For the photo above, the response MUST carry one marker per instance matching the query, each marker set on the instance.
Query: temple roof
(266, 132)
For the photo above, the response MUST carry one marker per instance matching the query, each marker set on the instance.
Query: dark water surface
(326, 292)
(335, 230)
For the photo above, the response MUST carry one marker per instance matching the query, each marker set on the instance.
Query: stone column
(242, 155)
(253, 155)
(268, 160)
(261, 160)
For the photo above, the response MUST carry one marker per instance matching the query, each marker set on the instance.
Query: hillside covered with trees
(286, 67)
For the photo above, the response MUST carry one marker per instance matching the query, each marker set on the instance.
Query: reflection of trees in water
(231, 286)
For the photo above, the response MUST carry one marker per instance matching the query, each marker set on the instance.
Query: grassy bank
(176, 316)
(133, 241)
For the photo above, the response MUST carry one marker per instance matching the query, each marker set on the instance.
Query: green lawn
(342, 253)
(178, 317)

Exercise goal: Rewrite every item above with each "marker" changed to "point" and nothing else altered.

Output of the exercise:
For the photo above, the response MUST carry one point per instance matching the query, each point set on the instance.
Query: temple roof
(266, 132)
For the photo above, the response MUST carry one point per instance matching the query, each point set on the instance.
Query: dark water surface
(326, 292)
(335, 230)
For the photo above, the response MUST carry one point per instance matching the query, each point set on the instance.
Query: stone column
(242, 155)
(253, 155)
(268, 160)
(261, 160)
For the photo above, the response MUST carry one point per instance matching the query, each point set on the instance.
Query: hillside covered with trees
(286, 67)
For the photo above, the response MUST carry one point per instance matching the query, each point set on the instance.
Query: reflection of trees in water
(231, 286)
For the photo above, the response MUST carry one point per instance matching the query, each point set on the instance.
Query: grassy bank
(176, 316)
(133, 241)
For the photo above, the response MUST carry one point per instance matching the query, each point set on the instance.
Query: green lawn
(342, 253)
(178, 317)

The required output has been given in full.